August 29, 2008
Gadgets in the Woods
Hawk's wing mushroom, king bolete mushroom, Samsung mobile phone, Garmin Gecko GPS unit, San Isabel National Forest map, topographic map.
Global Positioning System units, says Arizona writer Mary Sojourner, pollute the outdoor experience. Reacting against a High County News piece on geocaching, she explodes:
Here, in the increasingly mapped, sanitized and sold Southwest, geocaching is on a par with surveying. Some of those nasty zealot mesquite-huggers have been known to yank geocaches as gleefully as they once did stakes festooned with Day-Glo plastic.
So that is one argument against carrying a GPS unit: that they turn the self-created nonhuman world into just an outdoor gym -- the kind used by Spandex-clad athletes who run to the top of a fourteener, pausing only to check their elapsed times and heart rates on various digital gadgets.
Gadgets can cause you be less observant, less present, less aware, less involved.
With map and compass, you at least must learn relationships, a basic geometry of azimuth and distance. Or you can rely soley on GPS and end up like this.
Walking along staring at your GPS unit just feels wrong to me. You don't learn anything about the county by doing that -- instead, you need to be looking around (including back the way you came), thinking how this road runs in relation to that drainage, how there is less kinnikinick here and more vaccinium, how a hermit thrush is calling somewhere up the ridge ...
At the same time, I will admit that I own one. I can justify setting a couple of waypoints when making cross-country walks in thick forests with few landmarks. But then I always try to test myself against the GPS as well.
Its compass readings are good, but I have gotten drastically different distance readings when walking the same trail twice. Altitude readings can vary as well -- who knew the Earth's crust was so elastic?
And the biggest barrier to knowing what is around me is not the gadget but my own buzzing brain.
□ □ □ □
## [Task goal]
Copy out the section of the GPS essay that opens with the words containing "Its compass readings" and closes with "was so elastic?", swapping "trail" for "route".

## [Given material]
□ □ □ □
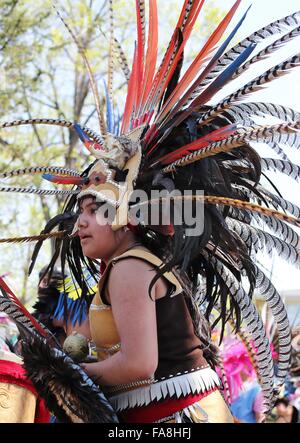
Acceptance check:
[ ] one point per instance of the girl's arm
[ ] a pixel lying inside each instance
(135, 317)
□ □ □ □
## [Response area]
Its compass readings are good, but I have gotten drastically different distance readings when walking the same route twice. Altitude readings can vary as well -- who knew the Earth's crust was so elastic?